The task:
Repeat exactly, and only, the lines from the one containing "task: segment the <item>bob haircut</item>" through the end of the records.

Data for the task:
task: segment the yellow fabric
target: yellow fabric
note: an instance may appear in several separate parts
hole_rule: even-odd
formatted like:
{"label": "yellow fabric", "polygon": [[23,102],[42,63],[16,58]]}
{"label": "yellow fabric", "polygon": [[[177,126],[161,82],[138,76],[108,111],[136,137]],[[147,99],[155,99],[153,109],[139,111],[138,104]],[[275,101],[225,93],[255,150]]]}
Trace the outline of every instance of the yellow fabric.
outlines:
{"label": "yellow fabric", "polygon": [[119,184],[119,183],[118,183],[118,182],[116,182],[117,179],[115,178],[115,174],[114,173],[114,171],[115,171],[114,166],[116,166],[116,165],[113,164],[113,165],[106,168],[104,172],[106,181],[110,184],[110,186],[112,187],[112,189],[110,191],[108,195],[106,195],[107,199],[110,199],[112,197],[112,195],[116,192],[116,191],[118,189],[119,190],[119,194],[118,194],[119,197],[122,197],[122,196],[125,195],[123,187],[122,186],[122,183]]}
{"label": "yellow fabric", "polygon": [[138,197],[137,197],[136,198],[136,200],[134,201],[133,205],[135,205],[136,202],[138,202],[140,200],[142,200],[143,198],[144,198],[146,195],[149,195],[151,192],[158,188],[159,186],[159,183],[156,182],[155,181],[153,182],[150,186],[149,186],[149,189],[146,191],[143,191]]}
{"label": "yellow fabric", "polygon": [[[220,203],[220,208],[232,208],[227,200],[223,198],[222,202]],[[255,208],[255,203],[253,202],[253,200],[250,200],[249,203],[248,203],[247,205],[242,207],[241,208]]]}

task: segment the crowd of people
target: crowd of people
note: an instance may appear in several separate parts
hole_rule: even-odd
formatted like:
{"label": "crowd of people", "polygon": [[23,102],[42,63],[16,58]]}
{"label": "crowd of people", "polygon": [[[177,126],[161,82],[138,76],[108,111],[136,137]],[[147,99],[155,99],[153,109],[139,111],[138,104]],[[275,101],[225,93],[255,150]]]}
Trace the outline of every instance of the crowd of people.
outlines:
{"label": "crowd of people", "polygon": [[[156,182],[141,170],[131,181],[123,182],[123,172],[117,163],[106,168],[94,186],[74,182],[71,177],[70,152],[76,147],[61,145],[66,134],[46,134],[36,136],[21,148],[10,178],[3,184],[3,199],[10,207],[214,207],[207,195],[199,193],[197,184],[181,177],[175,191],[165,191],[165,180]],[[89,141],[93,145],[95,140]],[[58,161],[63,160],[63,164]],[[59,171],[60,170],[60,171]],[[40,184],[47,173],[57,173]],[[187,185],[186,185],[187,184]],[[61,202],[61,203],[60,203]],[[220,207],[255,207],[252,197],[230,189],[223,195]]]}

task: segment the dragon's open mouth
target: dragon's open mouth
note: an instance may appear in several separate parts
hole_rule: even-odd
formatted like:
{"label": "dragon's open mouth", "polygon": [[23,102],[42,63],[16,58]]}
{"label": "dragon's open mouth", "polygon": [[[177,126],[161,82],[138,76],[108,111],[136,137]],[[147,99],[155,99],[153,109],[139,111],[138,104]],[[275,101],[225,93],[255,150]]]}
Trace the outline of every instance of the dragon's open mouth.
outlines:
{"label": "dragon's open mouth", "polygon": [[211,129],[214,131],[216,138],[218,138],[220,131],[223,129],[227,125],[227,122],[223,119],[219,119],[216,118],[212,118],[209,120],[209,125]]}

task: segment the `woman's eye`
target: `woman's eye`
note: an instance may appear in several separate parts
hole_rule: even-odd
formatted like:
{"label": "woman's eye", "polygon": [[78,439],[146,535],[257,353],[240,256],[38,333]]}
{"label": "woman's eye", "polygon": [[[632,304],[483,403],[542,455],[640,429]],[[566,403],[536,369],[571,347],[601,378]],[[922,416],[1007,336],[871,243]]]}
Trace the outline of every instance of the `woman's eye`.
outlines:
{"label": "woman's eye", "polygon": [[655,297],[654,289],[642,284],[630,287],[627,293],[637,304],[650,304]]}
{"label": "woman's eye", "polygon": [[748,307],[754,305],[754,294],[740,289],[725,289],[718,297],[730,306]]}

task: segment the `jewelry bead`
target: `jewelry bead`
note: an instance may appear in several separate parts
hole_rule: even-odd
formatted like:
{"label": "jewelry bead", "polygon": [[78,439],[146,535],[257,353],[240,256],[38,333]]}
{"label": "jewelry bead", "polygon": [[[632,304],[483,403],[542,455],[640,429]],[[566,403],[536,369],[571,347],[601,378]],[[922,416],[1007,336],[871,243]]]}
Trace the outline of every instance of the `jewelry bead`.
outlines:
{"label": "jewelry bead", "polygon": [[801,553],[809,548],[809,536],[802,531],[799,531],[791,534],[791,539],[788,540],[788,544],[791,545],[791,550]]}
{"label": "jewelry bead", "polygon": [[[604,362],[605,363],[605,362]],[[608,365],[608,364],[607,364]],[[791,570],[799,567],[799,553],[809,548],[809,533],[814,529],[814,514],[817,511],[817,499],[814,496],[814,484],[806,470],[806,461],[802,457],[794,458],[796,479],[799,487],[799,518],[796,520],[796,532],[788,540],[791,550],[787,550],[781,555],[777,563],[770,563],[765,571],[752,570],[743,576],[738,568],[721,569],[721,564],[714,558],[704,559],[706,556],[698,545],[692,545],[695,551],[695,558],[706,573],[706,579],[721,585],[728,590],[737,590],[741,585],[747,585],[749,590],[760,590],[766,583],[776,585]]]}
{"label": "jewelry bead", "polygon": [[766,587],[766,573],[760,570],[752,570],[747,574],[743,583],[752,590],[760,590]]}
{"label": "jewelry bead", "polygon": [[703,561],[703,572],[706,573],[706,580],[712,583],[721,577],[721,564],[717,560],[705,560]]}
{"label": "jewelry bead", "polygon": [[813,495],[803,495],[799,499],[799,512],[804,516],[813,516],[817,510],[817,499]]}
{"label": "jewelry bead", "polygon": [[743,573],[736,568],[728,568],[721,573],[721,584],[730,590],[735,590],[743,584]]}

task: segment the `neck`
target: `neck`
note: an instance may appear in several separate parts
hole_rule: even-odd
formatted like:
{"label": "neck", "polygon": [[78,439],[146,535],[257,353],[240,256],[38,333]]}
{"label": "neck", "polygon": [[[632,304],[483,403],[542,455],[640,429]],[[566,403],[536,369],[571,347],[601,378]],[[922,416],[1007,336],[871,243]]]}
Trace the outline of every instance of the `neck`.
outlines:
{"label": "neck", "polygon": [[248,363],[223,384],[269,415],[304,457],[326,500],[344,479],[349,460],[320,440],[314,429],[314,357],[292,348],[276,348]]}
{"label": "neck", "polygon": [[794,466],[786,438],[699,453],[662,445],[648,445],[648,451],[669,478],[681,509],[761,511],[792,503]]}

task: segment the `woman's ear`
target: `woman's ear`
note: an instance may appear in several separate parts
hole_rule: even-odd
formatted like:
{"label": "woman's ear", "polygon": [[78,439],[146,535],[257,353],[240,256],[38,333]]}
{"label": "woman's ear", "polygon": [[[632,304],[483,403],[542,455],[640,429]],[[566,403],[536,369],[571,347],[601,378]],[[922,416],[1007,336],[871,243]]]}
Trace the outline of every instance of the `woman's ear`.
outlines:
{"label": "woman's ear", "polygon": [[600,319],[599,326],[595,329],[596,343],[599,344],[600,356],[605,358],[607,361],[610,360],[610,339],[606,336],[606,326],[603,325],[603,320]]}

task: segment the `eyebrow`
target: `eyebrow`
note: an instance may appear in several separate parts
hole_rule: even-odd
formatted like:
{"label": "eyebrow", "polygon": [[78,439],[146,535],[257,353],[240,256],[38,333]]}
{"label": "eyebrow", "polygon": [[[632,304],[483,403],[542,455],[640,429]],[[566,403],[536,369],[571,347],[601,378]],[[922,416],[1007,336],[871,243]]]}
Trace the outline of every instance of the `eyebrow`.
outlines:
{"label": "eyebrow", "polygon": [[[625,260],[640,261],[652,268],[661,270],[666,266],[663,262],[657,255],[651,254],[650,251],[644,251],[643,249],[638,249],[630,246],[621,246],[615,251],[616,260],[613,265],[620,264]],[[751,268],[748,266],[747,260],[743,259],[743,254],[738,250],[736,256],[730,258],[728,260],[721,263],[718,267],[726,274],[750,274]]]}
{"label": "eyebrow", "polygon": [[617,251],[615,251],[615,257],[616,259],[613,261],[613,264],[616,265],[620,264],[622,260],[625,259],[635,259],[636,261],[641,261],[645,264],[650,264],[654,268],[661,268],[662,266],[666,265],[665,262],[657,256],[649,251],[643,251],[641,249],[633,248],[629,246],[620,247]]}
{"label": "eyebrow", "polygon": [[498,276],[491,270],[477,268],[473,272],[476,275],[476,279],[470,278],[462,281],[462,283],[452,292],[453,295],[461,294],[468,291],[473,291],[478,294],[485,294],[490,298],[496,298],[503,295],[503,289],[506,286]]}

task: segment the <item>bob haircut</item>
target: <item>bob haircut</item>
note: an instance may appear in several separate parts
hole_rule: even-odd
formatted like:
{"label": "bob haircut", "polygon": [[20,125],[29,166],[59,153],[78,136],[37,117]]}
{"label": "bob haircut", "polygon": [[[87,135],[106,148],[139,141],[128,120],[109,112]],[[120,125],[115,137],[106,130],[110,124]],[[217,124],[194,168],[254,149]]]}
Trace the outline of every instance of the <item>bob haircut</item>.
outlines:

Exercise result:
task: segment the <item>bob haircut</item>
target: <item>bob haircut</item>
note: an instance may appear in several separate parts
hole_rule: even-odd
formatted like:
{"label": "bob haircut", "polygon": [[20,125],[29,166],[59,153],[78,136],[37,117]]}
{"label": "bob haircut", "polygon": [[[87,135],[106,148],[139,141],[128,120],[109,112]],[[120,125],[115,137],[106,130],[110,124]],[[217,124],[194,168],[254,149]]]}
Trace the outline of every instance of the <item>bob haircut</item>.
outlines:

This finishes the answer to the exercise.